Dataset rows
+ + + +
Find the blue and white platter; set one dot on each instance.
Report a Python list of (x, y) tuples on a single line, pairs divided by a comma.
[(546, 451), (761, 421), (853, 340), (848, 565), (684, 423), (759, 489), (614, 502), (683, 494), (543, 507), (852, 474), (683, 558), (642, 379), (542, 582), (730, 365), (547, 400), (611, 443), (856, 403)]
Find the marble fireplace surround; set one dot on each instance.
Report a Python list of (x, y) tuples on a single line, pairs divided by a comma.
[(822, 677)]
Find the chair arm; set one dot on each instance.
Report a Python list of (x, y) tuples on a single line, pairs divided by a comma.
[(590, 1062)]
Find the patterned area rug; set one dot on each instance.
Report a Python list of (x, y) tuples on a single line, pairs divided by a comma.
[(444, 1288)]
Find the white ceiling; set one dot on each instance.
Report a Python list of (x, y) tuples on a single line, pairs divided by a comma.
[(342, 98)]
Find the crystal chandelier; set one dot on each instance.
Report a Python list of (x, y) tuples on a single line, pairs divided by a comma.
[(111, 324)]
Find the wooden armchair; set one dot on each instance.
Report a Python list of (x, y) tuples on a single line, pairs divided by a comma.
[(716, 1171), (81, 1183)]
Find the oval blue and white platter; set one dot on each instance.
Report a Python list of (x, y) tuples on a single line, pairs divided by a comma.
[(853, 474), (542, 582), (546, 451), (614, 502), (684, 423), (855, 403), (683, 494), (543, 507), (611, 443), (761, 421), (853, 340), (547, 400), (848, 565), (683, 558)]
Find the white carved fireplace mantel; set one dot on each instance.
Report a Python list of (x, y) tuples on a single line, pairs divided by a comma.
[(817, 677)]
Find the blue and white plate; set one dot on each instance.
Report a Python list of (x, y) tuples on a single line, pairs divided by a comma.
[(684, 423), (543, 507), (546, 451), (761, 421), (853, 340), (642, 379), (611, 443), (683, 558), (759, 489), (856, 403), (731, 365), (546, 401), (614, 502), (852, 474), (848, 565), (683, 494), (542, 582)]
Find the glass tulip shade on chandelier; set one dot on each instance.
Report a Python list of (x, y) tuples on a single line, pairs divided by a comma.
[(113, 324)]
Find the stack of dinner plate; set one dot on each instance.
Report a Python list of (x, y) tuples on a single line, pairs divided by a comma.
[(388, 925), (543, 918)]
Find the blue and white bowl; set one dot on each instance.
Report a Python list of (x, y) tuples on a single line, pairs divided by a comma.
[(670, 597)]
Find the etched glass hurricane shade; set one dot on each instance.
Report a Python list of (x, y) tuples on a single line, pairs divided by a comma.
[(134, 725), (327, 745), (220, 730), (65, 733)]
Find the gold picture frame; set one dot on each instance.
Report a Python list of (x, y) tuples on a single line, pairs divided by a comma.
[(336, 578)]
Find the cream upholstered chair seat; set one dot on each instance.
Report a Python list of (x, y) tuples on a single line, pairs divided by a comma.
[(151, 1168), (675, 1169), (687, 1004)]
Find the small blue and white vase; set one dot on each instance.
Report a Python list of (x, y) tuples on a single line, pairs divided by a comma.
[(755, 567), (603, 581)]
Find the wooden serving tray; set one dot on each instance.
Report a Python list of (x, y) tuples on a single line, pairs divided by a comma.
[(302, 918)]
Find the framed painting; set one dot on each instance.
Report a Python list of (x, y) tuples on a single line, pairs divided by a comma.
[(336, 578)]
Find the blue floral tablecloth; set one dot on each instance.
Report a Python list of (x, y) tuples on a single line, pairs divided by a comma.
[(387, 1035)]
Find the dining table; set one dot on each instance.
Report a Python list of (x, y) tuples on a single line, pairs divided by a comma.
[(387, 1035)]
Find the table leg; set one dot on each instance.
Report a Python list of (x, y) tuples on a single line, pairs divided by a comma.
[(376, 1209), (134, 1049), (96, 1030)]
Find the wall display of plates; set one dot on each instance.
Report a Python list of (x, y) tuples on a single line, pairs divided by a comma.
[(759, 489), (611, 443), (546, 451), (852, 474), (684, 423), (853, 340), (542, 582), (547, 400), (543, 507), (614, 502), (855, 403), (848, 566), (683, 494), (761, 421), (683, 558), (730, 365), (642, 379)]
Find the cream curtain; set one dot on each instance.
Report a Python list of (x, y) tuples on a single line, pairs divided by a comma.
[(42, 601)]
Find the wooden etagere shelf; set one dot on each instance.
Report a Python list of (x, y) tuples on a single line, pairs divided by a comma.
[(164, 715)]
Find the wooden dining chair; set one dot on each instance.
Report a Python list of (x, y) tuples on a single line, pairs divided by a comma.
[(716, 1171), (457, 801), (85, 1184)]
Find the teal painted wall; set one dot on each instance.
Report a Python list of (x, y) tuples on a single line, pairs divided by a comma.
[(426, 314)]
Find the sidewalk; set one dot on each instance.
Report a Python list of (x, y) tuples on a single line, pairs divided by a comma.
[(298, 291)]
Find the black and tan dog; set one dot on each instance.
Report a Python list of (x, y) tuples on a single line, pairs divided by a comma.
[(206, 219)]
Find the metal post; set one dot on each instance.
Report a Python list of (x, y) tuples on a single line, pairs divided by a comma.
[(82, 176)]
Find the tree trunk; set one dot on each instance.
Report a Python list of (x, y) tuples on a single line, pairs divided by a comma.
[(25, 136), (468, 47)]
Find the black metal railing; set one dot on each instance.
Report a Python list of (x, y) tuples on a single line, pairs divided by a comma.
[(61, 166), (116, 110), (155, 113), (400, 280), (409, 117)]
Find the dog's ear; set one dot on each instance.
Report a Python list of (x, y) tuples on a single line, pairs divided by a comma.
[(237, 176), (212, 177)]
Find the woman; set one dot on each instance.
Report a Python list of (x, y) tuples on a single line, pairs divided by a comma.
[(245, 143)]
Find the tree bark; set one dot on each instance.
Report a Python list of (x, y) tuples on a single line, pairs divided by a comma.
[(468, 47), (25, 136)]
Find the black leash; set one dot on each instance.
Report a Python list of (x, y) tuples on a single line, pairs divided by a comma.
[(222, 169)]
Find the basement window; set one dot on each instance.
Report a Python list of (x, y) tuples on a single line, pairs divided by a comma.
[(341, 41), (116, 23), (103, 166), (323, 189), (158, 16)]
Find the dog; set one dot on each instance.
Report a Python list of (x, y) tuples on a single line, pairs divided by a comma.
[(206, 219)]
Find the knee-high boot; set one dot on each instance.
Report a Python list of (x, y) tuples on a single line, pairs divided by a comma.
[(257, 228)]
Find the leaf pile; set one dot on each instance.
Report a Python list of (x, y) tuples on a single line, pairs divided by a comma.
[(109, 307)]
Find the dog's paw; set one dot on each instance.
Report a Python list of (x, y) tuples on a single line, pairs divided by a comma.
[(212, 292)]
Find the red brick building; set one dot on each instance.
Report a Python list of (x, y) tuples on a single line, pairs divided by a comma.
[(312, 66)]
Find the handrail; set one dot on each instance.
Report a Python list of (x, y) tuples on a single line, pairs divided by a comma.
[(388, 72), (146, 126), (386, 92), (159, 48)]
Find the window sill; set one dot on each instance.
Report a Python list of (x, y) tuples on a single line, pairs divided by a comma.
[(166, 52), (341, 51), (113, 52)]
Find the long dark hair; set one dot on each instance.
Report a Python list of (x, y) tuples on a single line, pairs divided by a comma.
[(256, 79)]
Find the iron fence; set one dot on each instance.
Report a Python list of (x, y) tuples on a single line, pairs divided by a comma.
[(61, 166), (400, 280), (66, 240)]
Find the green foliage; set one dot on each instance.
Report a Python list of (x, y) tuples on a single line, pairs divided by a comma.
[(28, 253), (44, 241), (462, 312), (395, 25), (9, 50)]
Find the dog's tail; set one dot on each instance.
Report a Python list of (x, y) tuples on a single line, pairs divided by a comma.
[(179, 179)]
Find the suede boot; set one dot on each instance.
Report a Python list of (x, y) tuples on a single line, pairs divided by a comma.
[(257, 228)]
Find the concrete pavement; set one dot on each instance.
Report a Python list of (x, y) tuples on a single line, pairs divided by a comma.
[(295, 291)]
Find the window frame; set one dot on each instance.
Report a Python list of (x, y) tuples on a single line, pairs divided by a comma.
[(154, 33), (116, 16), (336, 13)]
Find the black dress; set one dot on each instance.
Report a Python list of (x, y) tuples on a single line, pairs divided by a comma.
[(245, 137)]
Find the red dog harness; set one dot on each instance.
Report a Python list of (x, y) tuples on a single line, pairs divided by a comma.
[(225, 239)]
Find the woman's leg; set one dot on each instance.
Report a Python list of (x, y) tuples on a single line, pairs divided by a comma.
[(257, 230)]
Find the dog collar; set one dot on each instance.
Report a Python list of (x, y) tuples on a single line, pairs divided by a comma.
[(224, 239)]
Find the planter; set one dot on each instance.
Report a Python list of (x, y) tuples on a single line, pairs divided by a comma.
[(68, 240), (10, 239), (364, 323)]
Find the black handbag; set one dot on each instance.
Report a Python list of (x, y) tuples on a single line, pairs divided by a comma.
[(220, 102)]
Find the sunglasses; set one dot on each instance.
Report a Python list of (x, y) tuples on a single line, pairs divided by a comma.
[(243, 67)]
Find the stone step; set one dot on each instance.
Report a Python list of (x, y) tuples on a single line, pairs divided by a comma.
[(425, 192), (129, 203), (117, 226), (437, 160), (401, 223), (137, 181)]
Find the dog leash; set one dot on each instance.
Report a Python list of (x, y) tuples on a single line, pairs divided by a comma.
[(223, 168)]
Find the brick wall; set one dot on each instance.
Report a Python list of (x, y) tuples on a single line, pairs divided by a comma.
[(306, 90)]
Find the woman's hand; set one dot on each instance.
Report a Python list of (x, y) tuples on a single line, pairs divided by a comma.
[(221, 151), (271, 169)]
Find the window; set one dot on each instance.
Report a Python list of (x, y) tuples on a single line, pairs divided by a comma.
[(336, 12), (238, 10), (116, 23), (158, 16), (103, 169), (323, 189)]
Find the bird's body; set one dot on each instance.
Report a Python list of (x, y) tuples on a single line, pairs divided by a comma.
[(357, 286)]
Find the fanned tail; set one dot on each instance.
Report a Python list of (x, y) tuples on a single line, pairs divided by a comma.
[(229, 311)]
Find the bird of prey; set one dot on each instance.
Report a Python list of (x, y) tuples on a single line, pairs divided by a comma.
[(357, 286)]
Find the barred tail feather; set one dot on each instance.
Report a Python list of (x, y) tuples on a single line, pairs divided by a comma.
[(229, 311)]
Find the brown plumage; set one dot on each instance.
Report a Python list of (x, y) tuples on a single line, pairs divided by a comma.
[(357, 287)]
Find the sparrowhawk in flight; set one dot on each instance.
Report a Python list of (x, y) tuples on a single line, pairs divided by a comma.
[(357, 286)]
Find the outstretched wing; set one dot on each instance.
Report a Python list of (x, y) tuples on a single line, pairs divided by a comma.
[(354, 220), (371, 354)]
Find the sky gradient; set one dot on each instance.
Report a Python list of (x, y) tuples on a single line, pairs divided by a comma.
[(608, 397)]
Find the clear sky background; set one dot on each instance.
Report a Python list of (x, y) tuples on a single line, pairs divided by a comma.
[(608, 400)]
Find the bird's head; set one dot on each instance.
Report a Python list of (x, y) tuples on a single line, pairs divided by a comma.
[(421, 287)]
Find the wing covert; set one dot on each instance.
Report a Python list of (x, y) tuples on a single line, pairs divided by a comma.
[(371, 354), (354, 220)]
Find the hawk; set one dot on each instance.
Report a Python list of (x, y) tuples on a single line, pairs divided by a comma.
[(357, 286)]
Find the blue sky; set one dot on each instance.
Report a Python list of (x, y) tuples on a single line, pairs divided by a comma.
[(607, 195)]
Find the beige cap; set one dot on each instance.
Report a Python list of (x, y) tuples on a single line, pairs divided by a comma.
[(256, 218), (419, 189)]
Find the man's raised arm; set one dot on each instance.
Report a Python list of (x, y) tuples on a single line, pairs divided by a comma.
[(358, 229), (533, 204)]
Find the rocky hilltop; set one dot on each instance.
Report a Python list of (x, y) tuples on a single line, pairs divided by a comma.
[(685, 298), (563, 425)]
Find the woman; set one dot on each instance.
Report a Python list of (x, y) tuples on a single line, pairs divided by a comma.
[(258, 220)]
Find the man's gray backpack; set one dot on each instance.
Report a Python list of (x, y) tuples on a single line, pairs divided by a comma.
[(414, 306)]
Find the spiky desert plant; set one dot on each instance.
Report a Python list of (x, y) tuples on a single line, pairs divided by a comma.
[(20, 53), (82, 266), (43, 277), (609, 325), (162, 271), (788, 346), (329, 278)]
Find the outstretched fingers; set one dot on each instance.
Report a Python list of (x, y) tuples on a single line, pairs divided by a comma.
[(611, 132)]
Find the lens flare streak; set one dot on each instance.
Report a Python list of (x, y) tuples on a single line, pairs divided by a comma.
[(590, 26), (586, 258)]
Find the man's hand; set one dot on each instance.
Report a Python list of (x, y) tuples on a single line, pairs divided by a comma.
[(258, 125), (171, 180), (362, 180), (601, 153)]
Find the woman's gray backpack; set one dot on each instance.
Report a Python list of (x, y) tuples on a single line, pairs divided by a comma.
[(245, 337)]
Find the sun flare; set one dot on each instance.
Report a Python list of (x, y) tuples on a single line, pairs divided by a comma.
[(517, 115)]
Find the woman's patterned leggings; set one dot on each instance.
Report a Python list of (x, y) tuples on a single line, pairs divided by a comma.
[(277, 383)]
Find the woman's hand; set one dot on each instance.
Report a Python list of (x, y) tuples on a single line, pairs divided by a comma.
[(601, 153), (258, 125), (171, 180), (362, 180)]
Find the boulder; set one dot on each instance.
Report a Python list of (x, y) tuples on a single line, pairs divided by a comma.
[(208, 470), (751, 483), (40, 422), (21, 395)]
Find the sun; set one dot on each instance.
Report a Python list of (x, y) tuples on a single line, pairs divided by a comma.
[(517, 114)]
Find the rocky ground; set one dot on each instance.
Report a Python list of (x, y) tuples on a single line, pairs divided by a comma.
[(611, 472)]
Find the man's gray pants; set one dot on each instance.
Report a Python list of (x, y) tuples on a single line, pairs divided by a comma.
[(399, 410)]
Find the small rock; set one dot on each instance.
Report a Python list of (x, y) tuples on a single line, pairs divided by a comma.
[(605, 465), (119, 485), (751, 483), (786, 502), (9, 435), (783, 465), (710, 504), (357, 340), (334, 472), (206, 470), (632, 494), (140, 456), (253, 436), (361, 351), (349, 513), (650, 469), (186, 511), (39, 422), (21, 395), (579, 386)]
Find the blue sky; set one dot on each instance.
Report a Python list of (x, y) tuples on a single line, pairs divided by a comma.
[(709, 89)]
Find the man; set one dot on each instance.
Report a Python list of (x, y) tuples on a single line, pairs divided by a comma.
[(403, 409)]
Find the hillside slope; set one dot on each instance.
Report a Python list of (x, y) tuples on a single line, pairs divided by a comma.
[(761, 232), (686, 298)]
+ + + +
Copy out the records without any changes, from the line containing "Find the table" through the line containing "[(25, 136), (468, 47)]", both included.

> Written answer
Find the table leg; set one dot on each instance.
Report a Python list of (x, y) tuples on a single line, pairs divided by a comma.
[(376, 1209), (134, 1049), (96, 1030)]
Find the wall display of plates; set one dot on each instance.
Report a Python list of (x, y) tuples on a single line, pairs divided by a comma.
[(759, 489), (611, 443), (546, 451), (852, 474), (684, 423), (853, 340), (542, 582), (547, 400), (543, 507), (614, 502), (855, 403), (848, 566), (683, 494), (761, 421), (683, 558), (730, 365), (642, 379)]
Find the cream curtain; set one dot on each instance.
Report a Python list of (x, y) tuples on a single line, pairs divided by a comma.
[(42, 601)]
Find the wooden etagere shelf; set one dot on each instance.
Report a Python list of (x, y) tuples on a single line, pairs divided by a comma.
[(164, 715)]
Find the wooden dining chair; set one dot on each instance.
Report a Python list of (x, y) tuples on a single line, pairs divided by a comma.
[(716, 1171), (457, 801), (85, 1184)]
Find the teal painted wall; set one dot on each instance.
Report a Python list of (x, y) tuples on a single line, pairs divided by a comma.
[(426, 314)]
Find the sidewalk; set one dot on each instance.
Report a Python list of (x, y) tuples on a single line, pairs divided by a comma.
[(298, 291)]
Find the black and tan dog; set one dot on each instance.
Report a Python list of (x, y) tuples on a single line, pairs divided by a comma.
[(206, 219)]
Find the metal post; set one dot on each instance.
Report a Python list of (x, y) tuples on a single line, pairs divided by a comma.
[(82, 176)]
Find the tree trunk; set one dot on each instance.
Report a Python list of (x, y) tuples on a single line, pairs divided by a comma.
[(25, 136), (468, 47)]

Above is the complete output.